[Exercise data]:
Segment Open
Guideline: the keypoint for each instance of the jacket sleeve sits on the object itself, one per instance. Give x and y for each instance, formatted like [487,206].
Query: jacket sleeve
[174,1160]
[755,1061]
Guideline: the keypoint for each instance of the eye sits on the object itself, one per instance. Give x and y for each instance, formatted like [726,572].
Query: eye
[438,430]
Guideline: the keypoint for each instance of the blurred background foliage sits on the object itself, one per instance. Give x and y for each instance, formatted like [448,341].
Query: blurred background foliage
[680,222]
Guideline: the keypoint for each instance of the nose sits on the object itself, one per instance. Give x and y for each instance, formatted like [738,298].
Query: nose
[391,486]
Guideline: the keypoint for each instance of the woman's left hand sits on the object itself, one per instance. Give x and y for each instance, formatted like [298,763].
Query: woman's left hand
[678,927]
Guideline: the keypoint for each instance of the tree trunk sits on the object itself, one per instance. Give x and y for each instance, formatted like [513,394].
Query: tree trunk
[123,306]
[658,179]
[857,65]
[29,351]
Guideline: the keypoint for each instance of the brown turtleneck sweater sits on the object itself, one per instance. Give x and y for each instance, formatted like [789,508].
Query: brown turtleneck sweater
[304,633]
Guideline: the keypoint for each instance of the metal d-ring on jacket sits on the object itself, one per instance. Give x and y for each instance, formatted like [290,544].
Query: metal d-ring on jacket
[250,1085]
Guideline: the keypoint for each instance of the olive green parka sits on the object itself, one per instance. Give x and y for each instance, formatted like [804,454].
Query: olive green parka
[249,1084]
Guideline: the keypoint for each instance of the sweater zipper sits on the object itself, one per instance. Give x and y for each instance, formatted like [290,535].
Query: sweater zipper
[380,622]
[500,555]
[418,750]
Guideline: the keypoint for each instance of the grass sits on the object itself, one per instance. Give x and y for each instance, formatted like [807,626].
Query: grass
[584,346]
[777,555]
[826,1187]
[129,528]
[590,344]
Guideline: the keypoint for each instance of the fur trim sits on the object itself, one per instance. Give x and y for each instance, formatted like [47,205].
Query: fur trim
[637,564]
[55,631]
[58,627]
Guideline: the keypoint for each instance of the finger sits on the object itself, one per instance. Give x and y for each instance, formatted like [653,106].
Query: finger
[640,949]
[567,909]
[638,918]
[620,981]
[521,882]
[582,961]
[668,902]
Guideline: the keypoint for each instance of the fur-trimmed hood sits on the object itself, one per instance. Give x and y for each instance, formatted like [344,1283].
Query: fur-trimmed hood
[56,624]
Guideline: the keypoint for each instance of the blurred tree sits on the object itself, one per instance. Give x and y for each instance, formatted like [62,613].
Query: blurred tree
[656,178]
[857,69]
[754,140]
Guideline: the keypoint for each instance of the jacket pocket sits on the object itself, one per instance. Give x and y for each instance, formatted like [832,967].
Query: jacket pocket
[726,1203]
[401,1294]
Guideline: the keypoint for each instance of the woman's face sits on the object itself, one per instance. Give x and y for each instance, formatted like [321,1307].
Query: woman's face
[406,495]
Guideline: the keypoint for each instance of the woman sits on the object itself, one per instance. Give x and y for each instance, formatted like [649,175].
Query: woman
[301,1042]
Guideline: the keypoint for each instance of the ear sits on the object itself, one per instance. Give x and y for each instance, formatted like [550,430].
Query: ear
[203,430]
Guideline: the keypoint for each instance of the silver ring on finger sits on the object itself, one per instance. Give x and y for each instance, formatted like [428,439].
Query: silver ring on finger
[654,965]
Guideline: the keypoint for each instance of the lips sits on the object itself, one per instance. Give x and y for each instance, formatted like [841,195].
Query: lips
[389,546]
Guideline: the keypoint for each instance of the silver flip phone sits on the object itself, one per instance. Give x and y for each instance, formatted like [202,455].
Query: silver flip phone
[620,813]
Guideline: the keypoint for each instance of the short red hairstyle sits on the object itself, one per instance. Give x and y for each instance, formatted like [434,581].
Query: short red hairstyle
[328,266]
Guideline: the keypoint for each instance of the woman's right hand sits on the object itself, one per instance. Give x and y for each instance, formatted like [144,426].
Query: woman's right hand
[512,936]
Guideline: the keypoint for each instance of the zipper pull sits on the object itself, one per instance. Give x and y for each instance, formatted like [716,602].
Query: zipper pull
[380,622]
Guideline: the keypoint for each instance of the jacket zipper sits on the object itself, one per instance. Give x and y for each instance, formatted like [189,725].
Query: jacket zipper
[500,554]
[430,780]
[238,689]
Segment Closed
Segment Open
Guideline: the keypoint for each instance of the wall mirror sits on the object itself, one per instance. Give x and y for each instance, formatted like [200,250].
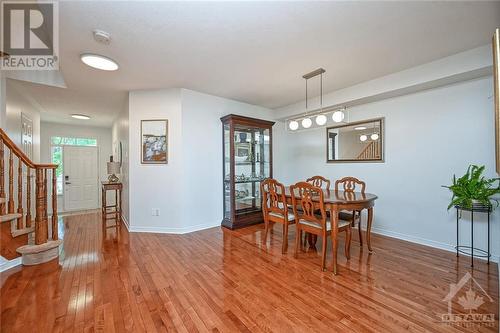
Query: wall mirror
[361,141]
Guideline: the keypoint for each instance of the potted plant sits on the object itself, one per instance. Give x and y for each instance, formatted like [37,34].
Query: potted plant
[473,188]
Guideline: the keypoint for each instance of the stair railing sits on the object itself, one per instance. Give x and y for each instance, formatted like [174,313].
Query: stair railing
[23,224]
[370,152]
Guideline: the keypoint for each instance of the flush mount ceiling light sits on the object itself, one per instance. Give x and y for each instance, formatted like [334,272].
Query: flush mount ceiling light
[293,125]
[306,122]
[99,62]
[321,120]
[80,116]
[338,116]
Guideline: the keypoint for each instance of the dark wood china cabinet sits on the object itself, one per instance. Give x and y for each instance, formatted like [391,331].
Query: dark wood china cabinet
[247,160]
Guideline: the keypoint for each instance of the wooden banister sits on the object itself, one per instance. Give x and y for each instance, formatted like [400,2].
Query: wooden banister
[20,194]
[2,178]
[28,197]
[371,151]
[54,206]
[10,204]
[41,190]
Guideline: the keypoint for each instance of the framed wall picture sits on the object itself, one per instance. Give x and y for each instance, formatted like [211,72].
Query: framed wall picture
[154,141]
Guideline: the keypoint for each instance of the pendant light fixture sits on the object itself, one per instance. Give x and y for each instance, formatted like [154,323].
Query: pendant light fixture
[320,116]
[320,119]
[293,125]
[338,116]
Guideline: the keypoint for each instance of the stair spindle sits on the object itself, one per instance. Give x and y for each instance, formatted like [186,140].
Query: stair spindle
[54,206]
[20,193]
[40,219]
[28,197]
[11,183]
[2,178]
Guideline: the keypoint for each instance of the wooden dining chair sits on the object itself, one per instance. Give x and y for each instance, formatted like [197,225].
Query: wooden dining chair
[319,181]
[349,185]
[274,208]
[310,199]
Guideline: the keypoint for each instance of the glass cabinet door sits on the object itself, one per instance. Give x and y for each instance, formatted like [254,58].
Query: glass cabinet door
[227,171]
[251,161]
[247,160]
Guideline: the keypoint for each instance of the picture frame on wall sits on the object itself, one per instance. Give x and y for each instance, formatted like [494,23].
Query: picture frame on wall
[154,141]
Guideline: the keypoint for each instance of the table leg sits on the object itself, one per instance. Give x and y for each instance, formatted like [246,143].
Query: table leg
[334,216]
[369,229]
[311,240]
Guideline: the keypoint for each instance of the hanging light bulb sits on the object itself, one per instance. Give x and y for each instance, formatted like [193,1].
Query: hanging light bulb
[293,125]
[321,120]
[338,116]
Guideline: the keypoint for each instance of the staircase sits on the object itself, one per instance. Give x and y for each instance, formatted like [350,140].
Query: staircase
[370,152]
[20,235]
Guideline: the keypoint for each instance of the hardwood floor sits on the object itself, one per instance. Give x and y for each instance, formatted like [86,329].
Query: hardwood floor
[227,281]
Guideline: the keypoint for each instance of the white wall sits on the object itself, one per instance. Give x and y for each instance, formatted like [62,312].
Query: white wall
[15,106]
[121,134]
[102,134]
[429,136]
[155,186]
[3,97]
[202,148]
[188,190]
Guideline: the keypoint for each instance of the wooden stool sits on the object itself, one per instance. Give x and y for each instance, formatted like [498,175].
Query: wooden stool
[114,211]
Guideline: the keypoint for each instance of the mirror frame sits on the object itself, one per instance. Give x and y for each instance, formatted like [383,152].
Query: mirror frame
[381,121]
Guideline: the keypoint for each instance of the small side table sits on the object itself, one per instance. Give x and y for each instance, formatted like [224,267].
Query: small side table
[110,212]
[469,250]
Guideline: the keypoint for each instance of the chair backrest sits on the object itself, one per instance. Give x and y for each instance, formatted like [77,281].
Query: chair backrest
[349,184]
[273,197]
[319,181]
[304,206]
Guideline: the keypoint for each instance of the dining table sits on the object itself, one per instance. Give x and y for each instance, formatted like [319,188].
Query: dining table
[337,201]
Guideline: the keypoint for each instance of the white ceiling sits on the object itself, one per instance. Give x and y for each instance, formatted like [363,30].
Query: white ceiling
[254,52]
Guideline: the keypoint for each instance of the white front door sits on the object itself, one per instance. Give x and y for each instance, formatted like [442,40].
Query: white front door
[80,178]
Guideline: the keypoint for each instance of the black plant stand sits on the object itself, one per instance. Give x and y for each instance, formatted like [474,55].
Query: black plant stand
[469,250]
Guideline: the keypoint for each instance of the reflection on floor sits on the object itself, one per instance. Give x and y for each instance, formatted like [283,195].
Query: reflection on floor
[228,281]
Segment Closed
Segment Open
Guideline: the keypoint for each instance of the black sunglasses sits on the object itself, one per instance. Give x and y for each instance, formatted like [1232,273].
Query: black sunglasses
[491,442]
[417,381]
Segment Closed
Copy only this part of the entries above: the line with "Guideline: the keypoint for each instance of the brown", the line with "Guideline: the keypoint for each instance of the finger", and the lines between, all exactly as written.

[Completed task]:
Guideline: the keypoint for each instance of the brown turtleneck sweater sits on the object itself, one per instance. Give x and y for each instance, formatted like [789,508].
Query: brown turtleneck sweater
[304,633]
Guideline: the keypoint for each instance of the metal d-ring on jacket sits on the object itself, one per instance. Give x and y for each instance, formatted like [290,544].
Query: metal d-ring on jacket
[250,1085]
Guideline: the keypoint for each instance of the olive green parka sits on the object itself, one per instance. Give x and y for each instance, formatted like [804,454].
Query: olive green parka
[249,1084]
Guideline: the keypoint for each instance of the sweater zipper sits on the object itself, one per instance. Give x and y for each instance, formatted like [290,535].
Query: sweater zipper
[380,622]
[500,555]
[418,750]
Guideline: the keypoint for each instance of the grass sits on the object itself, one per instance. Give x and y for each instance, formatted like [807,626].
Query: grass
[584,346]
[777,555]
[826,1187]
[129,528]
[590,344]
Guideline: the keypoint for each instance of the fur trim sits on the object itself, one per instance. Give x and y for each instance, formatted like [47,205].
Query: fur trim
[637,564]
[55,631]
[58,627]
Guideline: the keypoint for each instance of the finger sits on the object itself, one per instance. Give x and y for each instance, formatted like [653,106].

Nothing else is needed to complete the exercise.